Reproduce the following lines verbatim, omitting the pictures.

= = =

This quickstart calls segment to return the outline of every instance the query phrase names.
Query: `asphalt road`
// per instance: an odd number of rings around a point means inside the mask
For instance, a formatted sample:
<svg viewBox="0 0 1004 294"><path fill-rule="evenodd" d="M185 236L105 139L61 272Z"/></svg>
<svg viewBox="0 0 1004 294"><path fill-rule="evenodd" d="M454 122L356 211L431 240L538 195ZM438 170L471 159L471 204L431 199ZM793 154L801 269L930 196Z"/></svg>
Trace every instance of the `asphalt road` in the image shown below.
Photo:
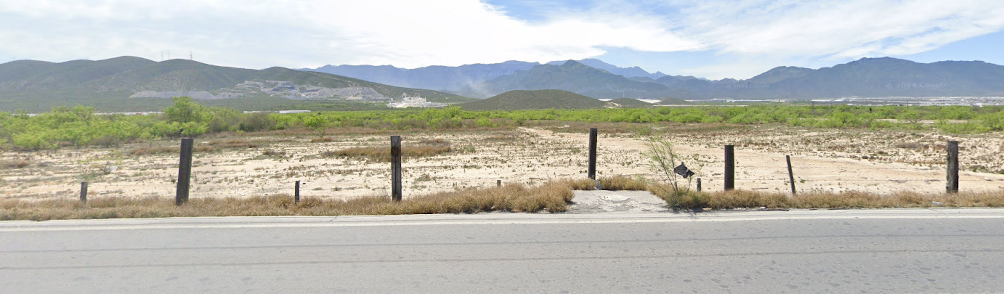
<svg viewBox="0 0 1004 294"><path fill-rule="evenodd" d="M1004 210L0 222L3 293L986 293Z"/></svg>

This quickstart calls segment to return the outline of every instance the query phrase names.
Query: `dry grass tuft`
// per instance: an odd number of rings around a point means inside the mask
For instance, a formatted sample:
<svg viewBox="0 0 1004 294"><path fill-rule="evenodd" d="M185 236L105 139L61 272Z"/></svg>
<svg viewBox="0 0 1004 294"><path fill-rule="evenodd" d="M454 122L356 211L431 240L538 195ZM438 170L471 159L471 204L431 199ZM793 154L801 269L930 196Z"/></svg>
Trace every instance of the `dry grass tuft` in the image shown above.
<svg viewBox="0 0 1004 294"><path fill-rule="evenodd" d="M660 189L657 196L673 205L673 198ZM734 190L715 193L691 193L676 198L678 209L845 209L845 208L936 208L936 207L1004 207L1001 193L920 194L899 192L878 195L866 192L804 193L794 197L786 194Z"/></svg>
<svg viewBox="0 0 1004 294"><path fill-rule="evenodd" d="M459 214L488 211L564 212L573 197L572 189L583 181L555 181L538 187L505 185L488 189L467 189L416 197L401 203L385 196L348 201L305 198L299 204L287 195L270 197L191 199L176 207L170 198L94 198L81 208L72 199L3 200L0 221L167 218L207 216L341 216L400 214ZM590 182L586 180L585 182Z"/></svg>
<svg viewBox="0 0 1004 294"><path fill-rule="evenodd" d="M25 160L3 162L2 164L0 164L0 167L4 167L7 169L24 169L27 168L28 166L31 166L31 162Z"/></svg>

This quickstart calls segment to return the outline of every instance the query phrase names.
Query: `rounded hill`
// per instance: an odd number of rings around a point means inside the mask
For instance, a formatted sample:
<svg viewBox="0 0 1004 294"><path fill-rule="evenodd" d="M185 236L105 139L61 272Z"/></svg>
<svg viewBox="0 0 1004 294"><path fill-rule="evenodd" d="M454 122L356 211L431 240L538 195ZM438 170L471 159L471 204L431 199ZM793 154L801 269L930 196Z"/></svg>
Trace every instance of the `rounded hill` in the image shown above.
<svg viewBox="0 0 1004 294"><path fill-rule="evenodd" d="M565 90L511 90L459 104L465 110L602 108L606 102Z"/></svg>

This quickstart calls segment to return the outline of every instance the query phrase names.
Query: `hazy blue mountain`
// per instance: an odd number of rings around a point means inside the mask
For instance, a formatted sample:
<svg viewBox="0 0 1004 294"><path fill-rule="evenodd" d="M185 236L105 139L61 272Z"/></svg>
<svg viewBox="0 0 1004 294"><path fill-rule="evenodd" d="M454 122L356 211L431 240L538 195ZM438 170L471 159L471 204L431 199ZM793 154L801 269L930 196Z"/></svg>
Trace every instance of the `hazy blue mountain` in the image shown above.
<svg viewBox="0 0 1004 294"><path fill-rule="evenodd" d="M623 75L624 77L629 77L629 78L630 77L648 77L648 78L652 78L652 79L657 79L657 78L666 76L666 73L662 73L660 71L656 71L656 73L649 73L648 71L645 71L645 69L642 69L642 67L638 67L638 66L618 67L616 65L609 64L609 63L603 62L603 60L599 60L599 59L595 59L595 58L586 58L586 59L575 60L575 61L578 61L579 63L591 66L593 68L599 68L599 69L602 69L602 70L609 71L610 73L613 73L613 74ZM551 65L561 65L561 64L564 64L564 63L565 63L565 60L558 60L558 61L547 62L547 64L551 64Z"/></svg>
<svg viewBox="0 0 1004 294"><path fill-rule="evenodd" d="M431 100L457 96L322 72L282 67L234 68L184 59L155 62L122 56L96 61L16 60L0 64L0 110L5 111L179 95L201 99L390 100L404 93Z"/></svg>
<svg viewBox="0 0 1004 294"><path fill-rule="evenodd" d="M454 92L469 97L489 97L510 90L540 89L566 90L593 98L699 97L662 84L630 79L575 60L561 65L537 65Z"/></svg>
<svg viewBox="0 0 1004 294"><path fill-rule="evenodd" d="M537 62L505 61L491 64L461 66L426 66L415 69L391 65L324 65L302 70L319 71L403 87L456 90L467 85L508 75L516 70L530 69Z"/></svg>
<svg viewBox="0 0 1004 294"><path fill-rule="evenodd" d="M699 95L730 98L997 96L1004 95L1004 66L882 57L819 69L780 66L746 80L657 82Z"/></svg>

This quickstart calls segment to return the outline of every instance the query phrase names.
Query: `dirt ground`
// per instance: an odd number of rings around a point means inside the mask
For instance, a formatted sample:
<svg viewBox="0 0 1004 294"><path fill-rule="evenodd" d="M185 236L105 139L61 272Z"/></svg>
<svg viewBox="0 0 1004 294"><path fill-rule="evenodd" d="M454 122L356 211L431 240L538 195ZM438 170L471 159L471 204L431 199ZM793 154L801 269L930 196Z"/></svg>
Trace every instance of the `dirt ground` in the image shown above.
<svg viewBox="0 0 1004 294"><path fill-rule="evenodd" d="M580 127L534 126L485 131L404 134L403 144L449 141L452 152L404 161L405 198L489 187L535 185L550 179L584 178L587 132ZM1004 193L1004 134L950 136L933 130L803 129L783 125L669 125L665 131L683 162L697 172L705 191L723 189L724 151L735 145L736 188L789 191L785 156L791 156L799 192L945 191L945 144L960 140L960 190ZM650 166L640 132L598 138L598 176L662 180ZM641 131L648 133L649 131ZM196 152L191 197L292 195L349 199L390 194L390 164L364 158L330 158L324 152L355 146L388 148L388 135L310 135L197 138L197 146L224 140L253 143ZM80 182L88 197L174 197L178 140L139 142L115 149L64 148L0 155L0 198L76 198ZM239 145L240 143L238 143ZM175 152L134 155L138 150ZM685 181L686 182L686 181ZM696 188L695 183L690 183Z"/></svg>

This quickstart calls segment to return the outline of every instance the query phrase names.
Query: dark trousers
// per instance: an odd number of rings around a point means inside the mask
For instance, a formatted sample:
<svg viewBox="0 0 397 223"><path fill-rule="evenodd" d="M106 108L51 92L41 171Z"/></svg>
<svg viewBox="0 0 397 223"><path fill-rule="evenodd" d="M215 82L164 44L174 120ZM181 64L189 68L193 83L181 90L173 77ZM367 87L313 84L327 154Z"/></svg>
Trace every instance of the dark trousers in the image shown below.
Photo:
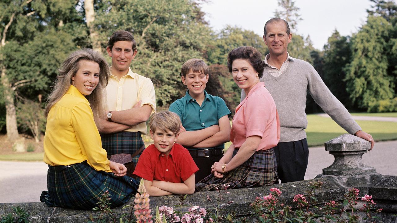
<svg viewBox="0 0 397 223"><path fill-rule="evenodd" d="M204 179L206 177L212 174L211 166L214 163L218 162L223 156L223 154L218 156L212 156L208 157L202 156L192 156L193 160L199 169L195 174L196 177L196 183Z"/></svg>
<svg viewBox="0 0 397 223"><path fill-rule="evenodd" d="M309 159L306 138L299 141L279 142L273 148L281 183L303 181Z"/></svg>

= = =

_Expected answer_.
This quickstart calls segment to return the outline of every instance the query phrase names.
Query: `asphalt road`
// per instance: an odd number of rings around a point means inside the mask
For instance, a formatted sample:
<svg viewBox="0 0 1004 294"><path fill-rule="evenodd" d="M185 236L105 139L61 272Z"/></svg>
<svg viewBox="0 0 1004 294"><path fill-rule="evenodd" d="M454 122L356 211L431 240L538 195ZM438 170L471 159L471 204L431 199ZM793 154L801 269L930 196Z"/></svg>
Trace every instance of the `asphalt road` in the image shown below.
Photo:
<svg viewBox="0 0 1004 294"><path fill-rule="evenodd" d="M1004 210L0 222L3 293L986 293Z"/></svg>

This quickstart calls segment to return the outline of every instance the query phrase names.
Query: `dry grass tuft`
// per instance: an odd number of rings around a point means inside the mask
For instance, a formatted sample:
<svg viewBox="0 0 1004 294"><path fill-rule="evenodd" d="M185 236L105 139L61 272Z"/></svg>
<svg viewBox="0 0 1004 294"><path fill-rule="evenodd" d="M454 122L356 211L431 240L538 195ZM438 170L471 159L471 204L431 199ZM793 154L801 269L930 196Z"/></svg>
Trace every instance of the `dry grass tuft` in the image shown above.
<svg viewBox="0 0 1004 294"><path fill-rule="evenodd" d="M660 189L657 196L673 205L673 198ZM734 190L715 193L691 193L676 198L678 209L845 209L845 208L936 208L936 207L1004 207L1001 193L920 194L899 192L878 195L866 192L804 193L794 197L786 194Z"/></svg>
<svg viewBox="0 0 1004 294"><path fill-rule="evenodd" d="M459 214L488 211L564 212L573 197L572 189L583 181L555 181L538 187L505 185L488 189L467 189L416 197L401 203L385 196L348 201L305 198L299 204L287 195L270 197L191 199L176 207L170 198L94 198L81 208L72 199L3 200L0 221L167 218L207 216L341 216L400 214ZM590 182L586 180L585 182Z"/></svg>
<svg viewBox="0 0 1004 294"><path fill-rule="evenodd" d="M25 160L3 162L2 164L0 164L0 167L4 167L7 169L24 169L27 168L28 166L31 166L31 162Z"/></svg>

This quickstart calls segment to return the outline of every instance the query phrase names.
Query: `rounded hill`
// per instance: an odd number of rings around a point means inside the mask
For instance, a formatted sample:
<svg viewBox="0 0 1004 294"><path fill-rule="evenodd" d="M185 236L105 139L61 272Z"/></svg>
<svg viewBox="0 0 1004 294"><path fill-rule="evenodd" d="M454 122L356 211L431 240L538 195ZM438 170L471 159L471 204L431 199ZM793 154L801 269L930 196Z"/></svg>
Trace every instance of the `rounded hill` in the image shown above.
<svg viewBox="0 0 1004 294"><path fill-rule="evenodd" d="M565 90L511 90L459 104L465 110L602 108L606 102Z"/></svg>

This quickstart calls segment to return the outline of every instance the query phrase names.
Query: `hazy blue mountain`
// per instance: an odd number of rings around a point means inside the mask
For instance, a formatted sample:
<svg viewBox="0 0 1004 294"><path fill-rule="evenodd" d="M185 236L105 139L61 272Z"/></svg>
<svg viewBox="0 0 1004 294"><path fill-rule="evenodd" d="M454 122L356 211L431 240L538 195ZM438 170L471 159L471 204L431 199ZM793 154L801 269L930 196Z"/></svg>
Trace every instance of the `hazy blue mountain` in the image shown above.
<svg viewBox="0 0 1004 294"><path fill-rule="evenodd" d="M623 75L624 77L629 77L629 78L630 77L648 77L648 78L652 78L652 79L657 79L657 78L666 76L666 73L662 73L660 71L656 71L656 73L649 73L648 71L645 71L645 69L642 69L642 67L638 67L638 66L618 67L616 65L609 64L609 63L603 62L603 60L599 60L599 59L595 59L595 58L586 58L586 59L575 60L575 61L578 61L579 63L591 66L593 68L599 68L599 69L602 69L602 70L609 71L610 73L613 73L613 74ZM551 65L561 65L561 64L564 64L564 63L565 63L565 60L558 60L558 61L547 62L547 64L551 64Z"/></svg>
<svg viewBox="0 0 1004 294"><path fill-rule="evenodd" d="M431 100L457 96L322 72L282 67L234 68L184 59L155 62L122 56L96 61L16 60L0 64L0 110L5 111L179 95L201 99L390 100L404 93Z"/></svg>
<svg viewBox="0 0 1004 294"><path fill-rule="evenodd" d="M454 92L469 97L489 97L510 90L540 89L566 90L593 98L699 97L662 84L630 79L575 60L561 65L537 65Z"/></svg>
<svg viewBox="0 0 1004 294"><path fill-rule="evenodd" d="M537 62L505 61L491 64L461 66L426 66L415 69L391 65L324 65L302 70L319 71L403 87L456 90L467 85L508 75L516 70L530 69Z"/></svg>
<svg viewBox="0 0 1004 294"><path fill-rule="evenodd" d="M699 95L730 98L997 96L1004 95L1004 66L882 57L819 69L780 66L746 80L657 82Z"/></svg>

This quickstart calls segment to return the outline of every instance the query phrase names.
Query: `dirt ground`
// per instance: an odd number of rings around a point means inside the mask
For instance, a formatted sample:
<svg viewBox="0 0 1004 294"><path fill-rule="evenodd" d="M185 236L105 139L61 272Z"/></svg>
<svg viewBox="0 0 1004 294"><path fill-rule="evenodd" d="M454 122L356 211L431 240L538 195ZM438 170L471 159L471 204L431 199ZM793 154L801 269L930 196Z"/></svg>
Trace every instance of the `dirt ground` in the image shown above.
<svg viewBox="0 0 1004 294"><path fill-rule="evenodd" d="M580 127L534 126L485 131L404 134L403 144L449 141L452 152L404 161L405 198L489 187L535 185L550 179L584 178L587 132ZM1004 193L1004 134L950 136L933 130L803 129L783 125L669 125L665 131L683 162L697 172L705 191L723 189L724 151L735 145L736 188L789 191L785 156L791 156L799 192L945 191L945 144L960 140L960 190ZM650 166L640 132L598 138L598 176L662 180ZM641 131L648 133L649 131ZM196 152L191 197L292 195L349 199L390 194L390 164L364 158L330 158L324 152L355 146L388 148L388 135L310 135L197 138L197 146L224 140L253 143ZM80 182L88 197L174 197L178 140L139 142L115 149L64 148L0 155L0 198L76 198ZM239 145L240 143L238 143ZM175 152L134 155L138 150ZM685 181L686 182L686 181ZM696 188L695 183L690 183Z"/></svg>

This quickstart calls segment to return the outline of every instance the query phrase names.
Query: dark trousers
// per instance: an odd number of rings around a point means inside the mask
For instance, a formatted sample:
<svg viewBox="0 0 397 223"><path fill-rule="evenodd" d="M106 108L51 92L41 171Z"/></svg>
<svg viewBox="0 0 397 223"><path fill-rule="evenodd" d="M215 82L164 44L174 120ZM181 64L189 68L193 83L181 90L173 77ZM367 87L313 84L327 154Z"/></svg>
Trace every instance of the dark trousers in the image shown below.
Photo:
<svg viewBox="0 0 397 223"><path fill-rule="evenodd" d="M204 179L206 177L212 174L211 166L214 163L218 162L223 156L223 154L218 156L212 156L208 157L202 156L192 156L193 160L199 169L195 174L196 177L196 183Z"/></svg>
<svg viewBox="0 0 397 223"><path fill-rule="evenodd" d="M309 159L306 138L299 141L279 142L273 148L281 183L303 181Z"/></svg>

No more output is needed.